### ROWS
▶

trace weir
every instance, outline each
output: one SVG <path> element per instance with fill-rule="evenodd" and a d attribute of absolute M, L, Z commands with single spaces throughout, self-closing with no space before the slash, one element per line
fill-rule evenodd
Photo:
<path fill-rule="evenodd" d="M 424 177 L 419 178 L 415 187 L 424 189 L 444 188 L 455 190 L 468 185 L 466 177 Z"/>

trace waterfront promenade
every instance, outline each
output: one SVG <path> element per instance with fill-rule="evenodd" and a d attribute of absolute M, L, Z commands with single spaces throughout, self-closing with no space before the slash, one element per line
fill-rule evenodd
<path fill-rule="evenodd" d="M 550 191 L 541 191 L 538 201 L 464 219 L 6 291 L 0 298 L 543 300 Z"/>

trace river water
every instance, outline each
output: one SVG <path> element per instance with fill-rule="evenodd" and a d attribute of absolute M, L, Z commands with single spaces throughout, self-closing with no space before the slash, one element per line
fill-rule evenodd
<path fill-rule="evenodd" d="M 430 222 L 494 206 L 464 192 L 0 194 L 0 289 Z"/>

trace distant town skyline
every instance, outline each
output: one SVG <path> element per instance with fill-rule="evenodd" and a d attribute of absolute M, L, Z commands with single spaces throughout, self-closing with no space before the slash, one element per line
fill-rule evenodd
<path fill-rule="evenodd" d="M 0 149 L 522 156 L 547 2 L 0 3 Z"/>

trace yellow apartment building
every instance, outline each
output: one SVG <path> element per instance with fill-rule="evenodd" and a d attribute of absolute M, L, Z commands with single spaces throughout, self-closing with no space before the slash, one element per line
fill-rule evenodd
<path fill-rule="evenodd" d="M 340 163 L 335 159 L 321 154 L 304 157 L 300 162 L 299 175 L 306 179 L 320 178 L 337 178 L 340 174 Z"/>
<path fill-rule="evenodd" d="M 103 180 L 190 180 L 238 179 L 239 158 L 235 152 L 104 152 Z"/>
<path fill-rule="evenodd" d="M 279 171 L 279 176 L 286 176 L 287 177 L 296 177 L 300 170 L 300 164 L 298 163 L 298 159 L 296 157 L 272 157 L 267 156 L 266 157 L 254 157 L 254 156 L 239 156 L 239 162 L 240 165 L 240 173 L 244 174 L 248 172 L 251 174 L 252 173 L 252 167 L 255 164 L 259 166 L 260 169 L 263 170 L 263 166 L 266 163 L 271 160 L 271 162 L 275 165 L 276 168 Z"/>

◀

### THE REQUEST
Copy all of the records above line by line, with every character unchanged.

### EXPECTED ANSWER
trace weir
every instance, outline each
output: one SVG <path> element per instance with fill-rule="evenodd" and a d attribute of absolute M, L, Z commands with single spaces throughout, self-closing with no space before the slash, one element per line
fill-rule evenodd
Photo:
<path fill-rule="evenodd" d="M 424 177 L 419 178 L 415 187 L 424 189 L 444 188 L 455 190 L 468 185 L 466 177 Z"/>

trace waterfront promenade
every instance, outline each
output: one SVG <path> element per instance with fill-rule="evenodd" and a d attribute of absolute M, L, Z commands with single spaces throughout, self-closing with no space before the slash, one element per line
fill-rule evenodd
<path fill-rule="evenodd" d="M 550 191 L 541 191 L 538 201 L 464 219 L 6 291 L 0 298 L 543 300 Z"/>

trace river water
every instance, outline each
output: one SVG <path> element per instance with fill-rule="evenodd" and a d attribute of absolute M, L, Z commands with single spaces throughout, self-closing with no space before the slash, one element per line
fill-rule evenodd
<path fill-rule="evenodd" d="M 430 222 L 494 206 L 464 192 L 0 194 L 0 289 Z"/>

trace distant town skyline
every instance, outline each
output: one SVG <path> element per instance with fill-rule="evenodd" and a d attribute of absolute M, L, Z commands with single spaces throughout, self-closing with no space before the slash, one element per line
fill-rule evenodd
<path fill-rule="evenodd" d="M 0 149 L 522 156 L 547 2 L 0 3 Z"/>

trace yellow apartment building
every instance, outline each
output: one SVG <path> element per instance with fill-rule="evenodd" and a d attribute of absolute M, L, Z commands with single spaces throughout, self-closing with no space before the slash, one element per line
fill-rule evenodd
<path fill-rule="evenodd" d="M 340 163 L 335 159 L 321 154 L 304 157 L 300 162 L 299 175 L 306 179 L 320 178 L 337 178 L 340 174 Z"/>
<path fill-rule="evenodd" d="M 103 180 L 190 180 L 238 179 L 239 158 L 235 152 L 104 152 Z"/>
<path fill-rule="evenodd" d="M 279 171 L 279 176 L 286 176 L 287 177 L 296 177 L 300 170 L 300 164 L 298 163 L 298 159 L 296 157 L 272 157 L 267 156 L 266 157 L 254 157 L 254 156 L 239 156 L 239 162 L 240 165 L 240 173 L 244 174 L 248 172 L 251 174 L 252 173 L 252 167 L 255 164 L 259 166 L 260 169 L 263 170 L 263 166 L 266 163 L 271 160 L 271 162 L 275 165 L 276 168 Z"/>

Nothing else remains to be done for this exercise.